Отрывок документа ▸
# # # # #

Часто фермеры женятся на женщинах гораздо моложе себя и куда более агрессивных. У некоторых из них, как говорят в народе, в заднице свербит.
На ярмарке батраков — они существуют так же, как конские или птичьи, — фермерши на год нанимают работника, предварительно пощупав у него мускулы.
Среди батраков не редкость молодые, крепко сложенные парни, ни дать ни взять жеребцы, и через некоторое время склочница невольно принимается сравнивать его со стареющим пузатым мужем.
Сперва работник и хозяйка переглядываются, потом начинают тайком встречаться и заниматься любовью.
Вступают ли они в сговор? Как бы то ни было, в итоге муж становится лишним. Обычно склочница сама подсыпает ему в похлебку небольшими порциями мышьяк — яд, который прежде имелся на каждой ферме.
Через месяц, иногда позже — такое дело надо обделывать осторожно, — муж начинает жаловаться на желудок, на боли в области сердца. Деревенского врача это не удивляет: известно, что фермер имеет обыкновение выпивать в день четыре-пять литров вина, не считая нескольких стопок водки. И когда тот наконец, к великой радости склочницы, умирает, врач со спокойной душой подписывает свидетельство о смерти.

# # # # #

Предоставленные данные ▸
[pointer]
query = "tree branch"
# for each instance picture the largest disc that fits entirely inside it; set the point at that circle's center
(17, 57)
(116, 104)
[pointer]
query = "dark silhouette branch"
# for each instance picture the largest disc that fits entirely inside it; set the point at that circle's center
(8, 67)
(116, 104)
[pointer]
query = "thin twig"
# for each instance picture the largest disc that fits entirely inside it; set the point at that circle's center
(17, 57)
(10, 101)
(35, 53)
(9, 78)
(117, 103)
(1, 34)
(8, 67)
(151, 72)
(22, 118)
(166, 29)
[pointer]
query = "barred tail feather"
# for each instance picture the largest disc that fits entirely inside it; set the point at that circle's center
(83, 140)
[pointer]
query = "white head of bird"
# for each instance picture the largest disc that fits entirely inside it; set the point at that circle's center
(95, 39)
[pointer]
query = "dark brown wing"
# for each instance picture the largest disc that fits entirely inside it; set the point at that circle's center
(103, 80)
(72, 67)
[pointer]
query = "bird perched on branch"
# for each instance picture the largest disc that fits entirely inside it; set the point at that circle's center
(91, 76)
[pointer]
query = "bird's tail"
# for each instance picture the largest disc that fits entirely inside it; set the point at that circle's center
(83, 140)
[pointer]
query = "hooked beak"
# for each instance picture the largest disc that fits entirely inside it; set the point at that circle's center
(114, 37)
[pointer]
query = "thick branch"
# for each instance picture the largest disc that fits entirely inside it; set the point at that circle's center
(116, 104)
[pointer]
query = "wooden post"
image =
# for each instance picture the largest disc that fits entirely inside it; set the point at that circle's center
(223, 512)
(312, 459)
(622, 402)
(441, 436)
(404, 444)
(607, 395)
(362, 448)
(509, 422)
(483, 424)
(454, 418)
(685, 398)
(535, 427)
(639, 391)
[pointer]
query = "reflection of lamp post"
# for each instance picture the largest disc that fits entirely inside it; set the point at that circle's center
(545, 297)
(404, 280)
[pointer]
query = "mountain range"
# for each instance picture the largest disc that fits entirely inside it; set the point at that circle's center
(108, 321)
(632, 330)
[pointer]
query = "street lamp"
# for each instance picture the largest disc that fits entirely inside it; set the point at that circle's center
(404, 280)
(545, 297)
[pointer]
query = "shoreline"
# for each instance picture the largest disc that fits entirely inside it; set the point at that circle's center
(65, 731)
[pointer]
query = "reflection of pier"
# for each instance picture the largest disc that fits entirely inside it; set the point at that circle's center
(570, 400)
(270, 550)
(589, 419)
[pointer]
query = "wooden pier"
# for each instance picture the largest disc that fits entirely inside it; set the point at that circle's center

# # # # #

Ваше задание ▸ Назовите все виды ярмарок, упомянутые в отрывке. Список здесь никакой роли не играет.

Письменный ответ ▸ Ярмарки батраков, конские ярмарки и птичьи ярмарки.